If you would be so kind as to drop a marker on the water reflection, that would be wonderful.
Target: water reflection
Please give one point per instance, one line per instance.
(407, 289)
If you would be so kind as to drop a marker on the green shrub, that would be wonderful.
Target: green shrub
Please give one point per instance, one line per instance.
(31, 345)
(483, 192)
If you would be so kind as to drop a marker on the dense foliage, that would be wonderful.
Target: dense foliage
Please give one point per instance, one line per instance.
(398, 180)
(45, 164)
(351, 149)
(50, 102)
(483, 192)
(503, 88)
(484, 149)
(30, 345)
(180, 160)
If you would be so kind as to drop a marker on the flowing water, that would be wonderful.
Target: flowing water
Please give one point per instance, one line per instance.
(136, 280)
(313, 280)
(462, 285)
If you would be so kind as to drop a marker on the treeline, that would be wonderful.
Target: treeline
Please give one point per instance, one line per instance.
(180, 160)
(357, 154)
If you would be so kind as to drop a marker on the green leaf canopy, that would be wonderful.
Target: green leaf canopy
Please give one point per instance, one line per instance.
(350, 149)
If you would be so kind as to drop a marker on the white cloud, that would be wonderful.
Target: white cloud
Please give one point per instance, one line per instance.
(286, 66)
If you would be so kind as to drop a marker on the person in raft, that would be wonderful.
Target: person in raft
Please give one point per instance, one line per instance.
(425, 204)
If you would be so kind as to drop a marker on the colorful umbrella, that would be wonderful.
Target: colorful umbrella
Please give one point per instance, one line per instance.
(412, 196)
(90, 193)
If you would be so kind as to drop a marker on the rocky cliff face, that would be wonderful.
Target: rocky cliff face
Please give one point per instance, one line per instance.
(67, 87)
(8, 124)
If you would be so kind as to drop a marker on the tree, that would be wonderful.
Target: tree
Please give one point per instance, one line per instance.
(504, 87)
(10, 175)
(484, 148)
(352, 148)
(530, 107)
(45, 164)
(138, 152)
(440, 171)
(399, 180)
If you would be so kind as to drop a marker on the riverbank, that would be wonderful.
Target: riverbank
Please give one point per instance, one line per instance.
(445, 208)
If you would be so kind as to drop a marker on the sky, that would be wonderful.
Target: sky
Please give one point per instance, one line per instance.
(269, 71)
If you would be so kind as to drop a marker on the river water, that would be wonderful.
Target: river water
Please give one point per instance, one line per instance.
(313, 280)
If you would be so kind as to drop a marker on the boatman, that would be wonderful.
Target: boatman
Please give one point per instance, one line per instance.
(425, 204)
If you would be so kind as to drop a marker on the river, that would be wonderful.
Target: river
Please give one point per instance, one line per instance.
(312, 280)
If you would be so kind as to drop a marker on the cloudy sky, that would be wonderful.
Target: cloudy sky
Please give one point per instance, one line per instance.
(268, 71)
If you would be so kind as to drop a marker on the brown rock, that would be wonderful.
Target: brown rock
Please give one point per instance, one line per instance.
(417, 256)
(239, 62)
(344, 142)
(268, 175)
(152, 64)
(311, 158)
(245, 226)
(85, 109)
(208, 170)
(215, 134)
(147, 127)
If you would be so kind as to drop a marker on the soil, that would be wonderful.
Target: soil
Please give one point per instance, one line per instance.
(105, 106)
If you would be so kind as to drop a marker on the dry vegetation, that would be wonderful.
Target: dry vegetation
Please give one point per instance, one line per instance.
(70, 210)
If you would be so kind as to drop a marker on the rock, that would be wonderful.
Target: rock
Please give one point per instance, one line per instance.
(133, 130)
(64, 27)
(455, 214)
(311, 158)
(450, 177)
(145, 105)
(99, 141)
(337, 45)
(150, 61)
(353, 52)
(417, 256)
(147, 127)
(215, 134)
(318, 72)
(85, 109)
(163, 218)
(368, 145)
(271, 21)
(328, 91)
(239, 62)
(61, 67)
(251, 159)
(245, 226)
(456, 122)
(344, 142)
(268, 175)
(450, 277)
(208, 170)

=-=-=

▶ **What the task requires**:
Swap "boatman" for "oarsman" in the stretch of data from the line containing "river water, that would be wonderful." through the end of the data, and change nothing else. Output only those lines.

▶ **Answer to this problem**:
If you would be so kind as to drop a marker on the river water, that would be wonderful.
Target: river water
Please give one point per instance, one line per instance.
(313, 280)
If you would be so kind as to drop a marker on the oarsman, that would be wonderful.
Target: oarsman
Please give one point per instance, one line per instance.
(425, 204)
If you would be so kind as to drop a marker on the river, that would be wonderful.
Target: river
Please give one point per instance, one line per instance.
(312, 280)
If you would be so kind as to drop a marker on the cloudy sky, that would be wonderful.
Target: cloudy sky
Please give one point per instance, one line per instance.
(268, 71)
If you would be so kind as to drop a marker on the brown rock, that would be wonderful.
Target: brown rock
Please give one point per instance, one line per instance.
(417, 256)
(239, 62)
(344, 142)
(268, 175)
(152, 64)
(311, 158)
(245, 226)
(85, 109)
(208, 170)
(215, 134)
(147, 127)
If you would be so kind as to drop a marker on the soil, that would be wonderful.
Target: soil
Please give one point per instance, one line per instance.
(105, 106)
If you would be so kind as to drop a marker on the dry vegetation, that would be wonderful.
Target: dry vegetation
Please give one point per instance, one line per instance.
(70, 210)
If you would be so kind as to drop a marker on the rock, that would be wonderful.
Target: rock
Please give one point per instance, one line per instance.
(133, 130)
(64, 27)
(455, 214)
(311, 158)
(450, 177)
(145, 105)
(99, 141)
(337, 45)
(150, 61)
(353, 52)
(417, 256)
(147, 127)
(215, 134)
(318, 72)
(85, 109)
(163, 218)
(368, 145)
(271, 21)
(328, 91)
(239, 62)
(61, 67)
(251, 159)
(245, 226)
(456, 122)
(344, 142)
(268, 175)
(450, 277)
(208, 170)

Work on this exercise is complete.